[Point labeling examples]
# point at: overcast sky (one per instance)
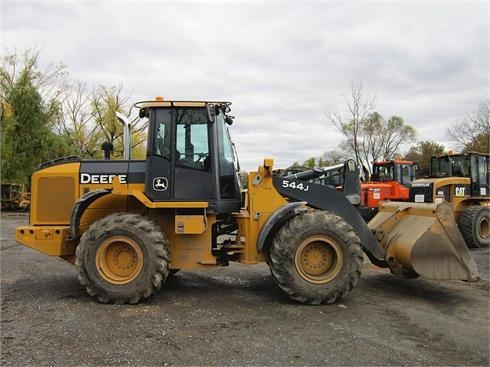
(282, 64)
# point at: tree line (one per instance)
(369, 137)
(46, 115)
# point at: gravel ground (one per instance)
(236, 316)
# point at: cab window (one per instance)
(192, 143)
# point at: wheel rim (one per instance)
(484, 228)
(319, 259)
(119, 260)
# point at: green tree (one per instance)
(27, 138)
(421, 153)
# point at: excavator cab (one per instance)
(190, 156)
(399, 171)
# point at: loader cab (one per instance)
(474, 166)
(190, 156)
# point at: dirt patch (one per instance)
(236, 316)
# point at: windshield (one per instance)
(447, 166)
(382, 172)
(226, 159)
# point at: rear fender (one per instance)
(328, 199)
(275, 220)
(79, 208)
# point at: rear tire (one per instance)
(474, 225)
(122, 258)
(316, 257)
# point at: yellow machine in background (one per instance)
(127, 224)
(464, 181)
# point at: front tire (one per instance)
(316, 257)
(122, 258)
(474, 225)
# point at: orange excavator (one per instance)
(390, 181)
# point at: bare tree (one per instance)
(77, 122)
(472, 132)
(359, 107)
(104, 103)
(369, 137)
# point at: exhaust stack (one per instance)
(126, 135)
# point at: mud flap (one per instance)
(423, 240)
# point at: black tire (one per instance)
(122, 258)
(316, 257)
(474, 225)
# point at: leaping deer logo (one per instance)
(160, 183)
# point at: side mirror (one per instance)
(211, 110)
(144, 112)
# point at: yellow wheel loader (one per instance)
(464, 181)
(127, 224)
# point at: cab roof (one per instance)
(159, 102)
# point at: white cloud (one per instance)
(281, 64)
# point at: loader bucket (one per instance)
(423, 240)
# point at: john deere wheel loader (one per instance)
(464, 181)
(127, 224)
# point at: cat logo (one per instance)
(160, 184)
(459, 191)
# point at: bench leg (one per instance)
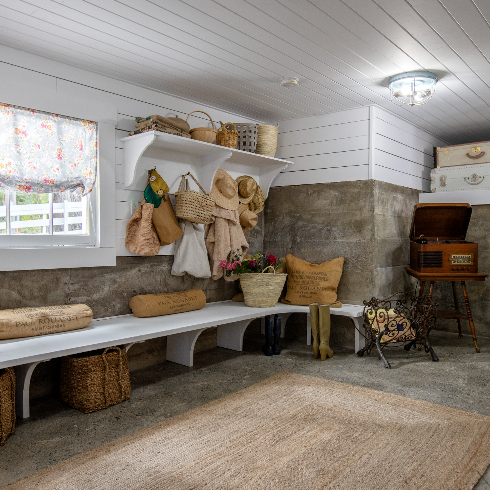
(180, 347)
(128, 346)
(23, 375)
(360, 332)
(230, 335)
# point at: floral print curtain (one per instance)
(41, 152)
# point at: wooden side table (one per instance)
(455, 313)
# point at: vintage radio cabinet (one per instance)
(443, 227)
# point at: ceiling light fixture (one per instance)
(413, 87)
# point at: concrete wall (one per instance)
(478, 292)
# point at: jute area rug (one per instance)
(289, 432)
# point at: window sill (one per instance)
(19, 259)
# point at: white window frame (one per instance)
(103, 251)
(88, 204)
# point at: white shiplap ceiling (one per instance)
(232, 54)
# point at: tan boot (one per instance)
(324, 327)
(315, 332)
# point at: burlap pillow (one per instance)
(312, 283)
(29, 322)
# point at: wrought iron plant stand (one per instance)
(388, 321)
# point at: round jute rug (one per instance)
(289, 432)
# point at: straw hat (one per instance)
(257, 204)
(224, 191)
(247, 186)
(248, 219)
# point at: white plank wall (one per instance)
(402, 153)
(357, 144)
(34, 74)
(327, 148)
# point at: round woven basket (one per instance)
(227, 137)
(208, 135)
(247, 136)
(266, 140)
(262, 290)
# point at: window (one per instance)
(48, 169)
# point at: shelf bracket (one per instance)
(209, 165)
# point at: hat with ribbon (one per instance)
(257, 204)
(224, 191)
(247, 187)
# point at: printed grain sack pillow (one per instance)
(312, 283)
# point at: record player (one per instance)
(437, 239)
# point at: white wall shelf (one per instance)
(474, 198)
(174, 156)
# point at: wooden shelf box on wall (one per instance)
(174, 156)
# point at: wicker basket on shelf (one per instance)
(227, 137)
(92, 381)
(247, 136)
(7, 403)
(208, 135)
(192, 205)
(262, 290)
(266, 140)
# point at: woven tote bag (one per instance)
(7, 403)
(192, 205)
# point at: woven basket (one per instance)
(227, 137)
(262, 290)
(247, 136)
(90, 382)
(192, 205)
(7, 403)
(266, 140)
(208, 135)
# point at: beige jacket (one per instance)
(224, 241)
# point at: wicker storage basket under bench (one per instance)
(95, 380)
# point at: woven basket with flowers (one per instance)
(260, 282)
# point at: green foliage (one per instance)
(260, 263)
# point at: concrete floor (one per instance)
(55, 432)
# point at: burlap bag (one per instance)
(7, 403)
(146, 305)
(29, 322)
(141, 237)
(165, 223)
(312, 283)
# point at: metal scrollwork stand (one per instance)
(388, 321)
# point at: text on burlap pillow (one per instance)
(312, 283)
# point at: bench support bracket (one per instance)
(180, 347)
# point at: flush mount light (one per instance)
(413, 87)
(289, 82)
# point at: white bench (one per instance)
(182, 331)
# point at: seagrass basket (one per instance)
(7, 403)
(262, 290)
(92, 381)
(247, 136)
(227, 137)
(208, 135)
(193, 206)
(266, 140)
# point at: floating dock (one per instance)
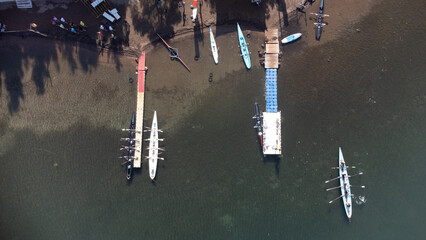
(137, 162)
(272, 117)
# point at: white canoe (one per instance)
(153, 148)
(291, 38)
(243, 47)
(345, 187)
(214, 47)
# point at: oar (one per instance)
(339, 177)
(335, 199)
(328, 189)
(346, 167)
(332, 179)
(356, 174)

### Set problem:
Rewrite the lines above as a numbered list, leaving out any blank lines and omitting the pictures from your answer.

### Answer below:
1. # point at: overcast sky (one per instance)
2. (282, 64)
3. # point at: tree line (one per instance)
4. (369, 137)
5. (46, 115)
6. # point at: gravel ground (one per instance)
7. (236, 316)
8. # point at: cab window (one per instance)
9. (192, 143)
10. # point at: wheel rim (one per instance)
11. (484, 228)
12. (319, 259)
13. (119, 260)
14. # point at: green tree (one per instance)
15. (27, 138)
16. (421, 153)
17. # point at: excavator cab (one per instance)
18. (190, 156)
19. (399, 171)
20. # point at: loader cab (one per instance)
21. (474, 166)
22. (190, 156)
23. # point at: dirt patch (one per instance)
24. (236, 316)
25. # point at: windshield (one per instance)
26. (447, 166)
27. (382, 172)
28. (226, 159)
29. # point at: rear fender (one per instance)
30. (328, 199)
31. (275, 220)
32. (79, 208)
33. # point at: rear tire (one per instance)
34. (474, 225)
35. (122, 258)
36. (316, 257)
37. # point at: yellow machine in background (one per instance)
38. (127, 224)
39. (464, 181)
40. # point at: front tire (one per instance)
41. (316, 257)
42. (122, 258)
43. (474, 225)
44. # point at: orange excavator (one per instance)
45. (390, 181)
46. # point at: bare tree (one per instance)
47. (77, 122)
48. (472, 132)
49. (359, 107)
50. (104, 103)
51. (369, 137)
52. # point at: exhaust stack (one per instance)
53. (126, 135)
54. # point at: mud flap (one per instance)
55. (423, 240)
56. # point at: black tire (one per instance)
57. (122, 258)
58. (316, 257)
59. (474, 225)
60. # point at: leaping deer logo (one per instance)
61. (160, 183)
62. # point at: side mirror (one per instance)
63. (211, 110)
64. (144, 112)
65. # point at: yellow wheel loader (one per instance)
66. (464, 181)
67. (127, 224)
68. # point at: cab roof (one per instance)
69. (159, 102)
70. # point at: white cloud (one per instance)
71. (281, 64)
72. # point at: loader bucket (one per instance)
73. (423, 240)
74. # point at: john deere wheel loader (one per instance)
75. (464, 181)
76. (127, 224)
77. # point at: cat logo (one per instance)
78. (160, 184)
79. (459, 191)
80. # point at: bench leg (one per instance)
81. (180, 347)
82. (128, 346)
83. (23, 375)
84. (360, 332)
85. (230, 335)
86. # point at: floral print curtain (one per instance)
87. (41, 152)
88. # point at: wooden side table (one per instance)
89. (455, 313)
90. # point at: vintage radio cabinet (one per instance)
91. (443, 227)
92. # point at: ceiling light fixture (one per instance)
93. (413, 87)
94. # point at: concrete wall (one per instance)
95. (478, 292)
96. # point at: jute area rug (one per instance)
97. (289, 432)
98. # point at: window sill (one per instance)
99. (19, 259)
100. # point at: white window frame (one per instance)
101. (103, 251)
102. (88, 204)
103. # point at: white shiplap ceiling (one per instance)
104. (232, 54)
105. # point at: tan boot (one per instance)
106. (324, 327)
107. (315, 332)
108. # point at: burlap pillow (one per instance)
109. (312, 283)
110. (29, 322)
111. # point at: wrought iron plant stand (one per instance)
112. (388, 321)
113. # point at: round jute rug (one per instance)
114. (289, 432)
115. # point at: straw hat (one per instance)
116. (257, 204)
117. (224, 191)
118. (247, 186)
119. (248, 219)
120. # point at: white plank wall (one per instance)
121. (402, 153)
122. (357, 144)
123. (34, 74)
124. (327, 148)
125. # point at: round woven basket (one per instance)
126. (227, 137)
127. (208, 135)
128. (247, 136)
129. (266, 140)
130. (262, 290)
131. # point at: window (one per instance)
132. (48, 169)
133. # point at: shelf bracket (one per instance)
134. (209, 165)
135. # point at: hat with ribbon (one per instance)
136. (257, 204)
137. (224, 191)
138. (247, 187)
139. # point at: printed grain sack pillow (one per instance)
140. (312, 283)
141. # point at: record player (one per instance)
142. (437, 239)
143. # point at: white wall shelf (one per instance)
144. (474, 198)
145. (174, 156)
146. # point at: wooden shelf box on wall (one per instance)
147. (174, 156)
148. # point at: wicker basket on shelf (one per instance)
149. (227, 137)
150. (92, 381)
151. (247, 136)
152. (7, 403)
153. (208, 135)
154. (192, 205)
155. (262, 290)
156. (266, 140)
157. # point at: woven tote bag (one per instance)
158. (7, 403)
159. (192, 205)
160. # point at: woven basket (one per instance)
161. (227, 137)
162. (262, 290)
163. (247, 136)
164. (90, 382)
165. (192, 205)
166. (7, 403)
167. (266, 140)
168. (208, 135)
169. # point at: beige jacket (one per instance)
170. (224, 241)
171. # point at: wicker storage basket under bench (one per instance)
172. (95, 380)
173. # point at: woven basket with flowers (one per instance)
174. (260, 282)
175. # point at: green foliage (one per instance)
176. (260, 263)
177. # point at: concrete floor (one per instance)
178. (55, 432)
179. # point at: burlap bag (one per instance)
180. (7, 403)
181. (146, 305)
182. (29, 322)
183. (141, 237)
184. (165, 223)
185. (312, 283)
186. # point at: metal scrollwork stand (one per instance)
187. (388, 321)
188. # point at: text on burlap pillow (one per instance)
189. (312, 283)
190. # point at: bench support bracket (one per instance)
191. (180, 347)
192. # point at: flush mount light (one per instance)
193. (413, 87)
194. (289, 82)
195. # point at: white bench (one per instance)
196. (182, 331)
197. # point at: seagrass basket (one per instance)
198. (7, 403)
199. (262, 290)
200. (92, 381)
201. (247, 136)
202. (227, 137)
203. (208, 135)
204. (193, 206)
205. (266, 140)
206. # point at: floating dock (one per instance)
207. (137, 162)
208. (272, 117)
209. # point at: white canoe (one per instance)
210. (153, 148)
211. (291, 38)
212. (243, 47)
213. (345, 187)
214. (214, 47)
215. # point at: oar (one per instance)
216. (339, 177)
217. (335, 199)
218. (328, 189)
219. (346, 167)
220. (332, 179)
221. (356, 174)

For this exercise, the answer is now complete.